Tasks:
- A) In the financial results passage, copy the text between "In December 2011, we" and "30, 2011, respectively.", inclusive.
- B) According to the financial results passage, what was the total general and administrative expense in the third quarter of 2012?
- C) Translate this sentence from the financial results passage into Spanish: "In December 2011, we reached a settlement with our insurers to finalize all outstanding claims from the 2008 hurricane events."

Other Financial Results
Operating.
General and administrative expense totaled $12.1 million in the third quarter of 2012 and $38.8 million in the nine months ended September 30, 2012 compared to $11.9 million in the third quarter of 2011 and $39.1 million in the nine months ended September 30, 2011.
In December 2011, we reached a settlement with our insurers to finalize all outstanding claims from the 2008 hurricane events. As a result, we recognized no insurance recoveries relating to the 2008 hurricane claims during the third quarter of 2012 or nine months ended September 30, 2012, although approximately $1.2 million of insurance proceeds related to a separate property damage claim was recorded in the nine months ended September 30, 2012. Net insurance recoveries of $22.6 million and $52.0 million related to the 2008 hurricane claims were recorded during the third quarter of 2011 and nine months ended September 30, 2011, respectively.

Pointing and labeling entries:

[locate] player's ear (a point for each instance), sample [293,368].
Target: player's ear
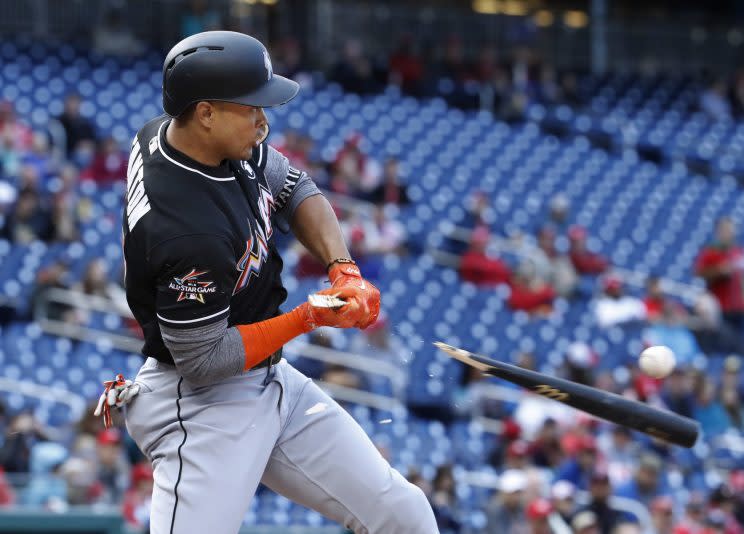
[204,113]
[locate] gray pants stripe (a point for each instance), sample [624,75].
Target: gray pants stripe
[180,458]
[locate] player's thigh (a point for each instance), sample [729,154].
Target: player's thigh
[209,448]
[325,461]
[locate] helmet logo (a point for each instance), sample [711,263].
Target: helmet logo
[267,64]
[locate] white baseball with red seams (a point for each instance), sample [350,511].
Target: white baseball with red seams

Task results:
- A)
In December 2011, we reached a settlement with our insurers to finalize all outstanding claims from the 2008 hurricane events. As a result, we recognized no insurance recoveries relating to the 2008 hurricane claims during the third quarter of 2012 or nine months ended September 30, 2012, although approximately $1.2 million of insurance proceeds related to a separate property damage claim was recorded in the nine months ended September 30, 2012. Net insurance recoveries of $22.6 million and $52.0 million related to the 2008 hurricane claims were recorded during the third quarter of 2011 and nine months ended September 30, 2011, respectively.

- B) $12.1 million.

- C) En diciembre de 2011, llegamos a un acuerdo con nuestras aseguradoras para cerrar definitivamente todas las reclamaciones pendientes derivadas de los huracanes de 2008.